Here you must reproduce each line of the data exactly.

[Start of section]

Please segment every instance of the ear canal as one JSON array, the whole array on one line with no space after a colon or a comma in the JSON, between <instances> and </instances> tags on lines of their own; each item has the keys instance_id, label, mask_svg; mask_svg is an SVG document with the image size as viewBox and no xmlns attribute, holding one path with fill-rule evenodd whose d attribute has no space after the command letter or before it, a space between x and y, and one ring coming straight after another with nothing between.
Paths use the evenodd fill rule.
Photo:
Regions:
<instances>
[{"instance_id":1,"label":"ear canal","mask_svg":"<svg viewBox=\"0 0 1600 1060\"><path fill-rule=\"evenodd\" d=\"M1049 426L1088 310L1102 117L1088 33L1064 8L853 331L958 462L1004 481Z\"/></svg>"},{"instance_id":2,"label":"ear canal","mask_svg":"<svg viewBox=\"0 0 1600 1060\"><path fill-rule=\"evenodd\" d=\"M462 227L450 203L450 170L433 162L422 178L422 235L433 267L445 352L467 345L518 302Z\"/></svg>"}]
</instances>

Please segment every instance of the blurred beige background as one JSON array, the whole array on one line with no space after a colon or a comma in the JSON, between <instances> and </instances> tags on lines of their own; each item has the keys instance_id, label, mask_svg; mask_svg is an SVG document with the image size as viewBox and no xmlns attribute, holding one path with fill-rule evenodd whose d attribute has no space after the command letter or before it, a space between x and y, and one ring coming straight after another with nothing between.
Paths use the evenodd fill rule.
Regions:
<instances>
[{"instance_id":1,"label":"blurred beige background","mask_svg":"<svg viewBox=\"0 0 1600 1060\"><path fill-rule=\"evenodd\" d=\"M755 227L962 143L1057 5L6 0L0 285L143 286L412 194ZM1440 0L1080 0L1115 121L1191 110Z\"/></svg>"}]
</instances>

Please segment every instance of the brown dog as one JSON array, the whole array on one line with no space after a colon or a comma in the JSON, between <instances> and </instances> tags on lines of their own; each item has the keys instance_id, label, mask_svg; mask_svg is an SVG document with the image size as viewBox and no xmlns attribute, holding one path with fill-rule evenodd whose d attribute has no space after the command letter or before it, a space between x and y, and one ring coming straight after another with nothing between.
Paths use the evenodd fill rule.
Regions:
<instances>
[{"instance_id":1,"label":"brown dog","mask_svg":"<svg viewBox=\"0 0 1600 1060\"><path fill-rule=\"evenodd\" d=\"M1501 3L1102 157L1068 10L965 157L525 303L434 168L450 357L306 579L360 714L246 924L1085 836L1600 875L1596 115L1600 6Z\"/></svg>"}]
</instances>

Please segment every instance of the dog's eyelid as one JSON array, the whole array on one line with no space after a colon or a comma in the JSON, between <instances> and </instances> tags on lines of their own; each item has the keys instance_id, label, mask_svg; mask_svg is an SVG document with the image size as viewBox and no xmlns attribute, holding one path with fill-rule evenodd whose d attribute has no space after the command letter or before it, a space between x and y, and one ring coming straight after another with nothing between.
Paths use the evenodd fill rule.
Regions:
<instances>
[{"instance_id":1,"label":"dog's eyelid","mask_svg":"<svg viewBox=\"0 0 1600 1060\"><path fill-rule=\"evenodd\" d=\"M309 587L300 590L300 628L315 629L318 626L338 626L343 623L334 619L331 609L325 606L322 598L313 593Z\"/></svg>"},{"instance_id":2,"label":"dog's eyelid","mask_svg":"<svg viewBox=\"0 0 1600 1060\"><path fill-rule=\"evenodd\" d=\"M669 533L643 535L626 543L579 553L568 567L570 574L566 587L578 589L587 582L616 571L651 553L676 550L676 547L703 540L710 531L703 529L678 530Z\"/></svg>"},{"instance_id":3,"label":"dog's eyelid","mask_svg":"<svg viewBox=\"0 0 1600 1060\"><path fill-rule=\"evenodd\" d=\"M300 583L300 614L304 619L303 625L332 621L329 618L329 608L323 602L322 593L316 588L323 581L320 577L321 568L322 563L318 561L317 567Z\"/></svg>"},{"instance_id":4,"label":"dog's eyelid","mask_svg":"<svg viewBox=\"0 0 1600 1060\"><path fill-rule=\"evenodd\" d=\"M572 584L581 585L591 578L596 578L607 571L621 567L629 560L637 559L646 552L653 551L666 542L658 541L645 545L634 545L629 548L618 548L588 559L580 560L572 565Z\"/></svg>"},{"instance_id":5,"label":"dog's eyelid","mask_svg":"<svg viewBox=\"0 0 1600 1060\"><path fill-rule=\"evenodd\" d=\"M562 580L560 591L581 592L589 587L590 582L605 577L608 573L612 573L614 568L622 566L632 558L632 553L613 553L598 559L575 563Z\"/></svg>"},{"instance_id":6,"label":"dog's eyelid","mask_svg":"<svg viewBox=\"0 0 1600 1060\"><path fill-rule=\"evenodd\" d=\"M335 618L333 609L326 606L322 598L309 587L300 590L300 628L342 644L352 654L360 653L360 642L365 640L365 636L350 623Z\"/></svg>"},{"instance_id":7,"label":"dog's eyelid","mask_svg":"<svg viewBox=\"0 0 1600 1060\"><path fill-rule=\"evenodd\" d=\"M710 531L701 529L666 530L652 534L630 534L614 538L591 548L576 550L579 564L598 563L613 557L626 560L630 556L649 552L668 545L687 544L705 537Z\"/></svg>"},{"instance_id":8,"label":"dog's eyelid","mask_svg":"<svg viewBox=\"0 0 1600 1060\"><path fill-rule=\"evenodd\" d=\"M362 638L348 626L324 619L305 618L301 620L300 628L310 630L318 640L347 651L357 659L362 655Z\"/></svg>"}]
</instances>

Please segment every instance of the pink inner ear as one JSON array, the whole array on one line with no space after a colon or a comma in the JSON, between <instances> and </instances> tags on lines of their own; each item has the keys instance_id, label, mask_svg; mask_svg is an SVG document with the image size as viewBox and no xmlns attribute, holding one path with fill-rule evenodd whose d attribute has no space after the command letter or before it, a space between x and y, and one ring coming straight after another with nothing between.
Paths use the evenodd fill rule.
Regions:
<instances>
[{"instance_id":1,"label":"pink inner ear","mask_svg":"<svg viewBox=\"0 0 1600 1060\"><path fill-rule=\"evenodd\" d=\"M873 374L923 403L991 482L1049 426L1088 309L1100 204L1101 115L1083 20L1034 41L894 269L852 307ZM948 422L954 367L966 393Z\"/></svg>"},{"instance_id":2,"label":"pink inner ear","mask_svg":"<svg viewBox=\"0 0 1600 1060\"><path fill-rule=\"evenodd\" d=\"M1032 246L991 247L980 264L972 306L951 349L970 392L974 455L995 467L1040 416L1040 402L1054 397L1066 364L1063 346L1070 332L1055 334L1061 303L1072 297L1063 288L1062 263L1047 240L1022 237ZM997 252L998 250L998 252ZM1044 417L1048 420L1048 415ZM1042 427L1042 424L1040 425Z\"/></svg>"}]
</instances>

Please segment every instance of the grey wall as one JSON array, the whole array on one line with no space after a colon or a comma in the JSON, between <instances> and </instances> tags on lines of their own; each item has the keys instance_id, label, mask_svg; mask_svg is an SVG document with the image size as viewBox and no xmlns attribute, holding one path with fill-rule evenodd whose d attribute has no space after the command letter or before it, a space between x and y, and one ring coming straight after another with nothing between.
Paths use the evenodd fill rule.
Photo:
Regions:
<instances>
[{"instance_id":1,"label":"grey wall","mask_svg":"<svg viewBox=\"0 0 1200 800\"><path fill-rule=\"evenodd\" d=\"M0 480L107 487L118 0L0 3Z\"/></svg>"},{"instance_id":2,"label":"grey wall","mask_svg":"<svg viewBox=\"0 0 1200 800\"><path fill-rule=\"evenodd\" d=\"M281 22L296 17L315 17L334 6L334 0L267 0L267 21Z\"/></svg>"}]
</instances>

[End of section]

RESPONSE TO THE EXERCISE:
Please segment every instance of the ear canal as one JSON array, the whole array on one line with no space after a colon or a comma in the JSON, between <instances> and </instances> tags on lines of their own; each item has the keys instance_id, label, mask_svg; mask_svg is an SVG document with the image size as viewBox and no xmlns attribute, holding one path with fill-rule evenodd whose d attribute has no space after the command letter or before it, a space between x and y, and one ring coming straight after another with nothing between.
Paths use the evenodd fill rule.
Photo:
Regions:
<instances>
[{"instance_id":1,"label":"ear canal","mask_svg":"<svg viewBox=\"0 0 1600 1060\"><path fill-rule=\"evenodd\" d=\"M1049 426L1088 310L1102 117L1088 33L1064 8L853 331L958 462L1004 481Z\"/></svg>"},{"instance_id":2,"label":"ear canal","mask_svg":"<svg viewBox=\"0 0 1600 1060\"><path fill-rule=\"evenodd\" d=\"M462 227L450 203L450 170L433 162L422 178L422 235L433 267L445 352L467 345L518 302Z\"/></svg>"}]
</instances>

Please segment every instance of the blurred beige background as one JSON array, the whole array on one line with no space after a colon or a comma in the JSON, between <instances> and </instances> tags on lines of their own; each item has the keys instance_id, label, mask_svg; mask_svg is an SVG document with the image size as viewBox and no xmlns attribute, holding one path with fill-rule evenodd whose d attribute has no space after the command letter or before it, a space between x and y, and one ring coming straight after another with nothing between.
Paths use the evenodd fill rule.
Regions:
<instances>
[{"instance_id":1,"label":"blurred beige background","mask_svg":"<svg viewBox=\"0 0 1600 1060\"><path fill-rule=\"evenodd\" d=\"M755 227L962 143L1057 5L6 0L0 285L143 286L412 194ZM1440 0L1080 0L1115 121L1191 110Z\"/></svg>"}]
</instances>

Please segment every instance of the brown dog as one JSON array, the whole array on one line with no space after a colon or a comma in the JSON, between <instances> and </instances> tags on lines of their own; each item has the keys instance_id, label, mask_svg; mask_svg is an SVG document with the image size as viewBox and no xmlns attribute, holding one path with fill-rule evenodd whose d attribute has no space after the command letter or before it, a space between x and y, and one ring coming straight after another with nothing between.
Paths use the evenodd fill rule.
Regions:
<instances>
[{"instance_id":1,"label":"brown dog","mask_svg":"<svg viewBox=\"0 0 1600 1060\"><path fill-rule=\"evenodd\" d=\"M1501 3L1102 157L1068 10L965 157L525 303L434 168L450 357L306 579L360 714L246 924L1085 836L1600 875L1596 115L1600 6Z\"/></svg>"}]
</instances>

Please segment every instance of the dog's eyelid as one JSON array, the whole array on one line with no space after a colon or a comma in the JSON, between <instances> and </instances> tags on lines of their own; each item has the keys instance_id, label, mask_svg; mask_svg is an SVG document with the image size as viewBox and no xmlns attribute, holding one path with fill-rule evenodd whose d attribute has no space after the command letter or before it, a space between x and y, and one ring coming straight after another with nothing between.
Paths use the evenodd fill rule.
Regions:
<instances>
[{"instance_id":1,"label":"dog's eyelid","mask_svg":"<svg viewBox=\"0 0 1600 1060\"><path fill-rule=\"evenodd\" d=\"M309 587L300 590L300 628L315 629L318 626L338 626L343 623L334 619L331 609L325 606L322 598L313 593Z\"/></svg>"},{"instance_id":2,"label":"dog's eyelid","mask_svg":"<svg viewBox=\"0 0 1600 1060\"><path fill-rule=\"evenodd\" d=\"M669 533L643 535L626 543L579 553L568 567L570 574L566 587L578 589L587 582L616 571L651 553L676 550L676 547L703 540L710 531L703 529L678 530Z\"/></svg>"},{"instance_id":3,"label":"dog's eyelid","mask_svg":"<svg viewBox=\"0 0 1600 1060\"><path fill-rule=\"evenodd\" d=\"M300 583L300 614L304 619L303 625L332 621L329 618L329 608L323 602L322 593L316 588L323 581L320 577L321 568L322 563L318 561L317 567Z\"/></svg>"},{"instance_id":4,"label":"dog's eyelid","mask_svg":"<svg viewBox=\"0 0 1600 1060\"><path fill-rule=\"evenodd\" d=\"M572 584L581 585L591 578L596 578L607 571L621 567L629 560L637 559L646 552L653 551L666 542L658 541L645 545L634 545L629 548L618 548L588 559L580 560L572 565Z\"/></svg>"},{"instance_id":5,"label":"dog's eyelid","mask_svg":"<svg viewBox=\"0 0 1600 1060\"><path fill-rule=\"evenodd\" d=\"M562 580L560 591L581 592L589 587L590 582L605 577L608 573L612 573L614 568L622 566L632 558L632 553L613 553L598 559L575 563Z\"/></svg>"},{"instance_id":6,"label":"dog's eyelid","mask_svg":"<svg viewBox=\"0 0 1600 1060\"><path fill-rule=\"evenodd\" d=\"M335 618L333 609L326 606L322 598L309 587L300 590L300 628L342 644L352 654L360 653L360 642L365 640L365 636L350 623Z\"/></svg>"},{"instance_id":7,"label":"dog's eyelid","mask_svg":"<svg viewBox=\"0 0 1600 1060\"><path fill-rule=\"evenodd\" d=\"M710 531L701 529L666 530L652 534L630 534L614 538L591 548L576 550L579 564L598 563L613 557L626 560L630 556L649 552L668 545L687 544L705 537Z\"/></svg>"},{"instance_id":8,"label":"dog's eyelid","mask_svg":"<svg viewBox=\"0 0 1600 1060\"><path fill-rule=\"evenodd\" d=\"M362 638L348 626L324 619L305 618L301 620L300 628L310 630L318 640L347 651L357 659L362 655Z\"/></svg>"}]
</instances>

Please segment every instance of the pink inner ear as one JSON array, the whole array on one line with no space after a colon or a comma in the JSON, between <instances> and </instances> tags on lines of their own; each item has the keys instance_id, label, mask_svg; mask_svg is an SVG document with the image size as viewBox and no xmlns attribute, holding one path with fill-rule evenodd whose d attribute has no space after the command letter or before it, a space between x and y, and one ring coming straight after another with nothing between.
Paths use the evenodd fill rule.
Regions:
<instances>
[{"instance_id":1,"label":"pink inner ear","mask_svg":"<svg viewBox=\"0 0 1600 1060\"><path fill-rule=\"evenodd\" d=\"M873 374L923 403L991 482L1049 426L1088 309L1100 204L1101 115L1083 20L1034 41L894 269L852 307ZM948 422L954 367L966 393Z\"/></svg>"},{"instance_id":2,"label":"pink inner ear","mask_svg":"<svg viewBox=\"0 0 1600 1060\"><path fill-rule=\"evenodd\" d=\"M1032 246L991 247L980 264L972 306L951 349L970 392L974 455L995 467L1040 416L1040 402L1054 397L1066 364L1063 346L1070 332L1055 334L1061 303L1072 297L1063 288L1062 263L1047 240L1022 237ZM997 252L998 250L998 252ZM1044 417L1048 420L1048 415ZM1042 427L1042 424L1040 425Z\"/></svg>"}]
</instances>

Please segment every instance of the grey wall as one JSON array, the whole array on one line with no space after a colon or a comma in the JSON, between <instances> and </instances> tags on lines of their own; each item has the keys instance_id, label, mask_svg; mask_svg is an SVG document with the image size as viewBox and no xmlns attribute, holding one path with fill-rule evenodd whose d attribute has no space after the command letter or before it, a space between x and y, and one ring coming straight after another with nothing between.
Paths use the evenodd fill rule.
Photo:
Regions:
<instances>
[{"instance_id":1,"label":"grey wall","mask_svg":"<svg viewBox=\"0 0 1200 800\"><path fill-rule=\"evenodd\" d=\"M0 480L107 487L118 0L0 3Z\"/></svg>"},{"instance_id":2,"label":"grey wall","mask_svg":"<svg viewBox=\"0 0 1200 800\"><path fill-rule=\"evenodd\" d=\"M281 22L296 17L315 17L334 6L334 0L267 0L267 21Z\"/></svg>"}]
</instances>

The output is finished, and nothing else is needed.